About this task:
Work through the records below, line by line, and say how many lines include "juice", with nothing else.
(Data Opens)
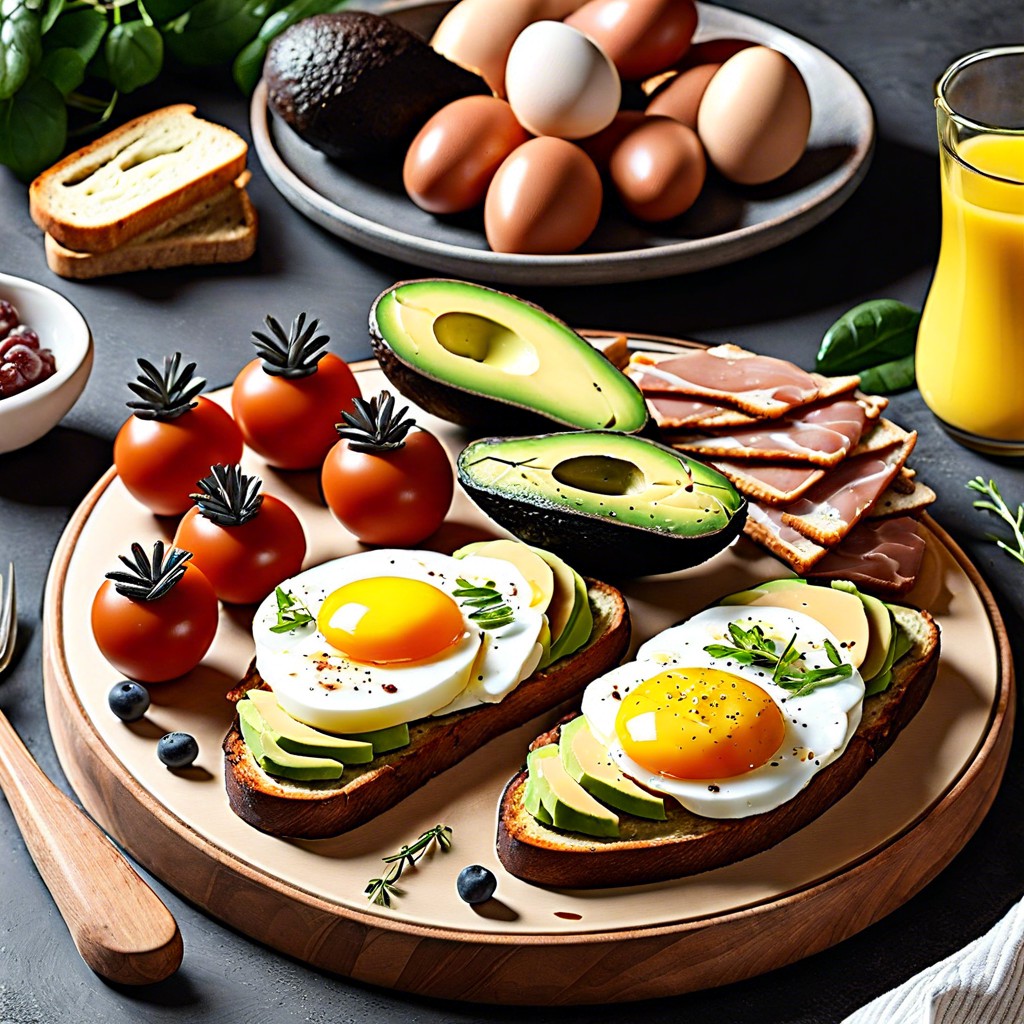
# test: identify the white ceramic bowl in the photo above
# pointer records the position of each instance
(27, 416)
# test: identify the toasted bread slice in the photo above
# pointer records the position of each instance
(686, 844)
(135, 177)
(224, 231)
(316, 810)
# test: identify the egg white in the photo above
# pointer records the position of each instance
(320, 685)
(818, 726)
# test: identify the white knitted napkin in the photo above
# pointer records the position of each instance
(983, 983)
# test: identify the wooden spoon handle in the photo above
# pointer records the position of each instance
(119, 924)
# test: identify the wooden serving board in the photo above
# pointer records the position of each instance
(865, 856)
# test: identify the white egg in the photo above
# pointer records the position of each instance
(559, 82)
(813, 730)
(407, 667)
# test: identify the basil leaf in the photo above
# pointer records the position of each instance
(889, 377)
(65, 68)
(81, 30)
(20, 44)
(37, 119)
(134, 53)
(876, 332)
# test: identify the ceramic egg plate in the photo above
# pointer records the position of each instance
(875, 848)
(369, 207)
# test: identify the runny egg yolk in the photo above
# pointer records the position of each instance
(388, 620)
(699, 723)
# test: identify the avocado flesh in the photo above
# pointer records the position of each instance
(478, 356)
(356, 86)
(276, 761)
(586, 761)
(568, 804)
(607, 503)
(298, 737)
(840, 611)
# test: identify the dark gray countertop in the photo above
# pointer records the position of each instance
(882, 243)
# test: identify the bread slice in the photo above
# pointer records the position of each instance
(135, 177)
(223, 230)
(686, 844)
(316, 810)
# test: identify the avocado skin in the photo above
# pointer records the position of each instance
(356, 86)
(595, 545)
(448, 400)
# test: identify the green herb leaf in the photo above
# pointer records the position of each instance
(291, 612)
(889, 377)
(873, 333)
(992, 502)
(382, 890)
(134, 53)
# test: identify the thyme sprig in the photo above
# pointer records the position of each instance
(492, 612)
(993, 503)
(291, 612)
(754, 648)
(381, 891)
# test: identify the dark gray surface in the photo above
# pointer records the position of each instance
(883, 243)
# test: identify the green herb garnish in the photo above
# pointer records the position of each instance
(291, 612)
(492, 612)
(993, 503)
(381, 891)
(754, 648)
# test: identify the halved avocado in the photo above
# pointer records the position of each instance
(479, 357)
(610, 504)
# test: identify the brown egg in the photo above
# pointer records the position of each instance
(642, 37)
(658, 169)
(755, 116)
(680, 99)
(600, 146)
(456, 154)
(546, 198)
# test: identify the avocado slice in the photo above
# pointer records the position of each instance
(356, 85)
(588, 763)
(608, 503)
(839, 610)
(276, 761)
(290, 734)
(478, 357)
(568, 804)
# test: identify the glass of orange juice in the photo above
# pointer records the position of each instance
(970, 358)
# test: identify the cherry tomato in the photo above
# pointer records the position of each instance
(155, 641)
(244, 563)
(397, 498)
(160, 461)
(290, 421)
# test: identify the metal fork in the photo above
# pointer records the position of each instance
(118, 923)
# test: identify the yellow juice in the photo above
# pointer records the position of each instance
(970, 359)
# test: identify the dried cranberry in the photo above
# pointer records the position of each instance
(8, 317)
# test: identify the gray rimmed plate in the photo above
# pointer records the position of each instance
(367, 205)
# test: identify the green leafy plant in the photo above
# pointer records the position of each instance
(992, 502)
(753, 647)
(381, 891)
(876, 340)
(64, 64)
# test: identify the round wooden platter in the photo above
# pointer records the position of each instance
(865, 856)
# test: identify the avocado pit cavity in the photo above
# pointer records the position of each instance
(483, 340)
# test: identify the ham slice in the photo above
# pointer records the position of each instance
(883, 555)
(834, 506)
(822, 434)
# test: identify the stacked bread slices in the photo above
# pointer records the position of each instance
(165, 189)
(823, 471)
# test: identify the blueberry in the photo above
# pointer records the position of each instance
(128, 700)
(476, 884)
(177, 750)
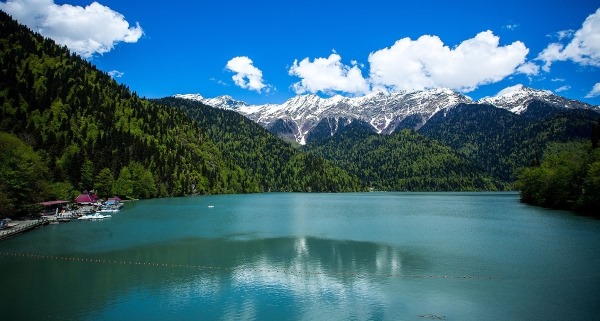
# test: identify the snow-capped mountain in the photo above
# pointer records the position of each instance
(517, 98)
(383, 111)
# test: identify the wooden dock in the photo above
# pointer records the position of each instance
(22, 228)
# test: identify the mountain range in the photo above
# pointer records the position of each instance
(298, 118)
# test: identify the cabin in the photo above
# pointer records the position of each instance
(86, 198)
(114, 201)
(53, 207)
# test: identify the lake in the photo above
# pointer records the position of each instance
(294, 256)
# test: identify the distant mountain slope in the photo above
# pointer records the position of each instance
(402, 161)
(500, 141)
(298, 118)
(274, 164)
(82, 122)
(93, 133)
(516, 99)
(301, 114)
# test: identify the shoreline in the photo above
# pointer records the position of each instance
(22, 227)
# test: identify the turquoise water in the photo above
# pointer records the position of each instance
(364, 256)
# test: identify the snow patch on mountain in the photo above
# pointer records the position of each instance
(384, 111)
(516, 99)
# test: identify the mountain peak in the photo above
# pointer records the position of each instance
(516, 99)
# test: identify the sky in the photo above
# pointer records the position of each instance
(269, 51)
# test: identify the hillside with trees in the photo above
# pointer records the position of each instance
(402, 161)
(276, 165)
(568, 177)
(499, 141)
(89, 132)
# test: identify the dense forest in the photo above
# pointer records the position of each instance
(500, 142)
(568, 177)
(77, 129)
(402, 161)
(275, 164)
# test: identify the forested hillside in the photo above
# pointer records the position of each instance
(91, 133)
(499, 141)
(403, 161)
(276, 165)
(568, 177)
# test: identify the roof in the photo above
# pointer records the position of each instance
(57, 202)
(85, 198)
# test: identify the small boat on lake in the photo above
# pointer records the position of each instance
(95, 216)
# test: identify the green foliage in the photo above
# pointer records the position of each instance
(Data Closes)
Task response:
2